Handling Failures - In case of a failure to retrieve data from one or more shard, one can choose to either fail the entire query or return partial data. The former impacts availability but provides most accurate data. The latter approach compromises on accuracy to favor availability.

Write Across Shards

Since writing across shards is not a possibility, we had to break any transaction that spanned across different shards. This is a relatively complex task as we have to account for impact on consistency, business rule violations and possible deadlock scenarios. Here are some common examples where breaking a transaction would be necessary.

Figure 3. Two records belonging to the same table are placed in different shards.

Writes involving different shard keys but the same tables as shown in figure figure 3. In this scenario, a transaction contains both shipping address for a buyer and warehouse address for a seller. If these addresses are placed on different shards, this can lead to write across shard scenario.
Write involves different entities sharded by different shard keys as shown in figure 4. In this scenario a transaction encompasses both Inventory entity and Order entity. These two entities have different shard keys and reside on different databases after sharding. This is a violation of the transactional entity properties and requires refactoring of the transaction.

Figure 4. Two different entities sharded by different shard keys

Handling Failures - When a transaction is broken into multiple transactions, we have to account for the possibility that one of the transactions could fail. In such scenario we may have only partial data in the database affecting consistency. The possible solutions are,

All writes must be idempotent so that subsequent retries are successful.

* DIRECTION 1
In the sharding passage, what does returning partial data sacrifice when retrieval from a shard fails, and what does it favor?
* DIRECTION 2
Continue the sharding passage, picking up after its final sentence about idempotent writes.

* ENTRIES PROVIDED

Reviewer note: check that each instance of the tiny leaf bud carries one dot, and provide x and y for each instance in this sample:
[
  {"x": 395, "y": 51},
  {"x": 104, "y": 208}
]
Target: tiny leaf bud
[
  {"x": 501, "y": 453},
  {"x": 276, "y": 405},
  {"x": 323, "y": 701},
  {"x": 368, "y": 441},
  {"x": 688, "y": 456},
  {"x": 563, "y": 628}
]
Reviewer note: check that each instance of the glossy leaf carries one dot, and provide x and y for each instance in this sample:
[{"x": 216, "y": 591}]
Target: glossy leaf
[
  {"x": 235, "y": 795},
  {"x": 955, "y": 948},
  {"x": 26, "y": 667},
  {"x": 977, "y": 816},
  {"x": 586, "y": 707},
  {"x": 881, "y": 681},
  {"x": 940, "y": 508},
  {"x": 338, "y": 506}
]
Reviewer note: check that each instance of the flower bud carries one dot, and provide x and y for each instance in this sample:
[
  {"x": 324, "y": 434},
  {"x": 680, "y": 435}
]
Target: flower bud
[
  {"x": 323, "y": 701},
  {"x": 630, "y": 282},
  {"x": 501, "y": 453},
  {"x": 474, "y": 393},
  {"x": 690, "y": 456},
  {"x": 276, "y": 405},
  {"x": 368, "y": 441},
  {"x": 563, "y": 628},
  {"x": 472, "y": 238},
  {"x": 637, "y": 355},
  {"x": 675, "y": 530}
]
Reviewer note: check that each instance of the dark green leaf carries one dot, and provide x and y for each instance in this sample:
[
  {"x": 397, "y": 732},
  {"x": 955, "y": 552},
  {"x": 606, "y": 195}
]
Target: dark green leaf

* TASK RESPONSE 1
It sacrifices accuracy in favor of availability.

* TASK RESPONSE 2
Asynchronously fix the tables with inconsistent data.
Leave the unreferenced rows dangling and run a reconciliation job periodically.

Read Interface Modifications (Global Secondary Index)

Loads by secondary key (query with no shard key) can’t be supported in a sharded environment. A system can have these kind of queries to support various business use cases. For instance, load-by-email-address scenario where a customer agent tries to load customer information based on the customer’s email address. If customer-id is the shard key, this load is a secondary key based load.

To address such queries we use a mapping table referred as global secondary index (GSI). GSI provides mapping from secondary key to shard key. Every secondary key based load first obtains the shard key from the mapping table to perform the actual load. Since the lookup is standard and repeated for each entity, investing in a GSI framework to manage these indexes is a good approach. In rest of this section, we discuss the design principles and failure handling mechanisms associated with GSI framework.

Figure 5. GSI table showing a mapping of secondary key to shard key

Design Principles

Application should be completely agnostic of the secondary index tables.
Addition of new secondary indexes or updates to the existing secondary indexes should not require changes in the application.
Failure handling and consistency mechanism for GSI should be isolated to the GSI framework level.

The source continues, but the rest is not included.